* _Objective_
All lines from the one with "Seedling-scouting request: tag the steel" to the end need to be copied exactly, with nothing before them.

Dataset records

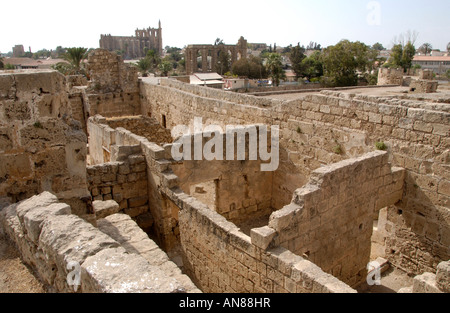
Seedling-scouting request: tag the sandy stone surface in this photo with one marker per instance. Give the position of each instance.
(15, 277)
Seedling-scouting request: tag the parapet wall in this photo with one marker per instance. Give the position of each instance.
(331, 126)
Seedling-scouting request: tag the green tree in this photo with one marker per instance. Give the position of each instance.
(312, 66)
(409, 51)
(165, 67)
(426, 48)
(251, 67)
(378, 46)
(314, 46)
(396, 56)
(59, 51)
(218, 42)
(342, 61)
(223, 62)
(75, 56)
(275, 68)
(297, 56)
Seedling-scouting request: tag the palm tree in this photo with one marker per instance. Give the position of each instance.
(426, 48)
(275, 68)
(75, 56)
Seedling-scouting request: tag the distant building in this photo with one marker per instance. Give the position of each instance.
(135, 47)
(205, 58)
(18, 51)
(212, 80)
(28, 63)
(236, 83)
(438, 64)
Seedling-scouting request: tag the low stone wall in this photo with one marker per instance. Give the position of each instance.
(390, 76)
(68, 252)
(212, 93)
(331, 218)
(126, 183)
(423, 86)
(142, 126)
(220, 258)
(430, 282)
(216, 254)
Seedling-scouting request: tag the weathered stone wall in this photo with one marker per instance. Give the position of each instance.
(328, 127)
(238, 190)
(60, 247)
(113, 88)
(142, 126)
(423, 86)
(124, 182)
(113, 104)
(42, 148)
(108, 73)
(105, 133)
(331, 218)
(220, 258)
(216, 254)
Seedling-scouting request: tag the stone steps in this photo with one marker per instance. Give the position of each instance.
(124, 230)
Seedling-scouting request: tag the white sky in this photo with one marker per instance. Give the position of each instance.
(47, 24)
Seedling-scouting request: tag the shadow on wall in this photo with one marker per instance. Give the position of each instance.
(418, 230)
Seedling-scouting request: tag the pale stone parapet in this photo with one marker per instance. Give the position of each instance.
(60, 247)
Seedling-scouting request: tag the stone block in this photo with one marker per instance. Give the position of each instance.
(443, 276)
(105, 208)
(425, 283)
(34, 218)
(115, 271)
(137, 201)
(42, 200)
(262, 237)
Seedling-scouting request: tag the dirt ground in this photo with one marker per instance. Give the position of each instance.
(15, 277)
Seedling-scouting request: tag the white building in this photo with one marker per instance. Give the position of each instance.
(438, 64)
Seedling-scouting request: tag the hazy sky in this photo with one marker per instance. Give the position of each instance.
(47, 24)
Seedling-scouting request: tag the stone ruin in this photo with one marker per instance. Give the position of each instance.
(88, 164)
(424, 83)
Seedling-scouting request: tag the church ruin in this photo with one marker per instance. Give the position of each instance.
(89, 164)
(135, 47)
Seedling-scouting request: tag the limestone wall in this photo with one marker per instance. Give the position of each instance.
(220, 258)
(330, 126)
(42, 148)
(126, 183)
(64, 250)
(331, 218)
(142, 126)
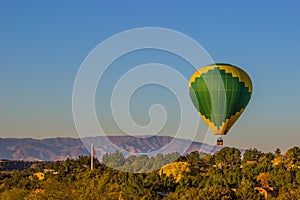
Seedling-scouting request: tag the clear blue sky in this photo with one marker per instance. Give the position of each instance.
(43, 43)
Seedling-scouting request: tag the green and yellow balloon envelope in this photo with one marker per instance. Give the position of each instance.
(220, 92)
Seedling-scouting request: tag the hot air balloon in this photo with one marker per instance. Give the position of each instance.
(220, 92)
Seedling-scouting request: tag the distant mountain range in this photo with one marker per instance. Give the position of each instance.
(61, 148)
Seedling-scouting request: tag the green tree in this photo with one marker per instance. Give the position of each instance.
(228, 157)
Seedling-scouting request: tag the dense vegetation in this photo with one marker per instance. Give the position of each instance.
(224, 175)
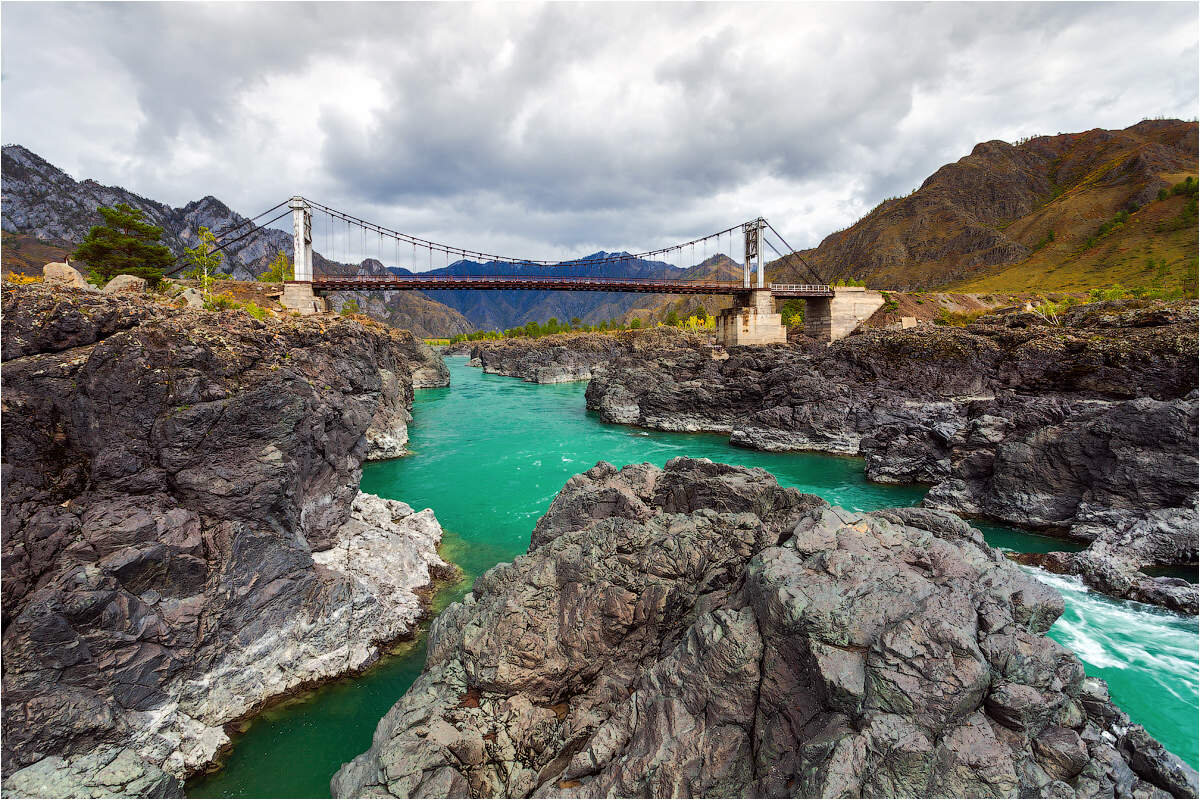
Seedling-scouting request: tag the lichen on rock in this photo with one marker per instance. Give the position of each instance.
(700, 630)
(184, 535)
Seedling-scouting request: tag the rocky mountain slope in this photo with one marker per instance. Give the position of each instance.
(700, 631)
(184, 537)
(1087, 428)
(996, 208)
(46, 211)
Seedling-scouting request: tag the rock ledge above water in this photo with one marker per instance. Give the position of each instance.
(700, 630)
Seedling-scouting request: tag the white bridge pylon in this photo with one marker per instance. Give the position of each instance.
(301, 238)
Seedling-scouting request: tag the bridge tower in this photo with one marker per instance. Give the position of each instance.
(753, 319)
(751, 233)
(298, 294)
(301, 238)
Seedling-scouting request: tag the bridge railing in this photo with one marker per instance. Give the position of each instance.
(523, 278)
(801, 287)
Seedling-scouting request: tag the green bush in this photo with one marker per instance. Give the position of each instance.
(125, 245)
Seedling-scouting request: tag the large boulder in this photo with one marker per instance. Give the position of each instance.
(130, 283)
(64, 275)
(699, 631)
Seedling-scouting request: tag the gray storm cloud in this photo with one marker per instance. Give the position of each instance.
(556, 130)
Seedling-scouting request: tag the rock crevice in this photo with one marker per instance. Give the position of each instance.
(700, 631)
(184, 536)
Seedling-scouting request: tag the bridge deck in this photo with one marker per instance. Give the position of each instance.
(493, 282)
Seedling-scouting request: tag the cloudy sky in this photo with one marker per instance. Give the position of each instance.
(547, 131)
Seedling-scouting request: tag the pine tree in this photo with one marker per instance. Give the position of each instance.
(125, 245)
(205, 260)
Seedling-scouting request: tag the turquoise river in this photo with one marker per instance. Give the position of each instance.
(489, 455)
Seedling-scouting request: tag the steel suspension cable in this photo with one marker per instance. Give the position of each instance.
(815, 274)
(244, 222)
(232, 241)
(425, 244)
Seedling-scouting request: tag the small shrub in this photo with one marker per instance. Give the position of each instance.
(256, 311)
(222, 301)
(23, 280)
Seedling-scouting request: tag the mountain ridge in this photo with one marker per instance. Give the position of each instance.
(995, 208)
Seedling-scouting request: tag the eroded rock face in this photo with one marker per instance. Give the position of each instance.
(1086, 428)
(564, 358)
(702, 631)
(184, 537)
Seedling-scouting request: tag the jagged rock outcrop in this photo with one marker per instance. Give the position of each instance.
(1087, 428)
(699, 631)
(563, 358)
(184, 537)
(388, 434)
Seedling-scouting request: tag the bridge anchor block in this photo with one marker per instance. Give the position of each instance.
(299, 296)
(828, 319)
(751, 320)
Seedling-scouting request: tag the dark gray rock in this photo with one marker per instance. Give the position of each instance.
(701, 631)
(184, 537)
(1089, 428)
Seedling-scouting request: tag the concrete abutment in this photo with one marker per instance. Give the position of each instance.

* _Worked answer_
Seedling-scouting request: tag the steel suspension cable in this photo with one marker per instance. Give the position of each instance.
(815, 274)
(244, 222)
(232, 241)
(425, 244)
Seedling-scouting request: tag the small shrub in this photo with one marker per instance. Give the position of each instance.
(256, 311)
(222, 301)
(23, 280)
Seedling-scouting request: tag the mountain ridge in this photo with one marker per instance. Give the position of each instance.
(995, 208)
Seedling-scouting request: tag the eroded rock face in this photo with one marker per instance. Give the position of each instance.
(1086, 428)
(564, 358)
(702, 631)
(184, 537)
Seedling-scouting request: tag the jagged rock outcrop in this photo with one marker per instance. Give the position of each instance.
(1087, 428)
(699, 631)
(563, 358)
(184, 537)
(388, 434)
Seedling-scouting request: tag the bridge anchor block in this photo with one marker per instance. Give the position of each instance.
(299, 296)
(828, 319)
(751, 320)
Seedling-scouting request: tag the dark gray rock in this photo with one marker per instance. Give the position of each instance.
(701, 631)
(184, 537)
(1089, 428)
Seedling-scouting request: tag the concrete abutment in this photo with one marker per instance. Give the position of each instance.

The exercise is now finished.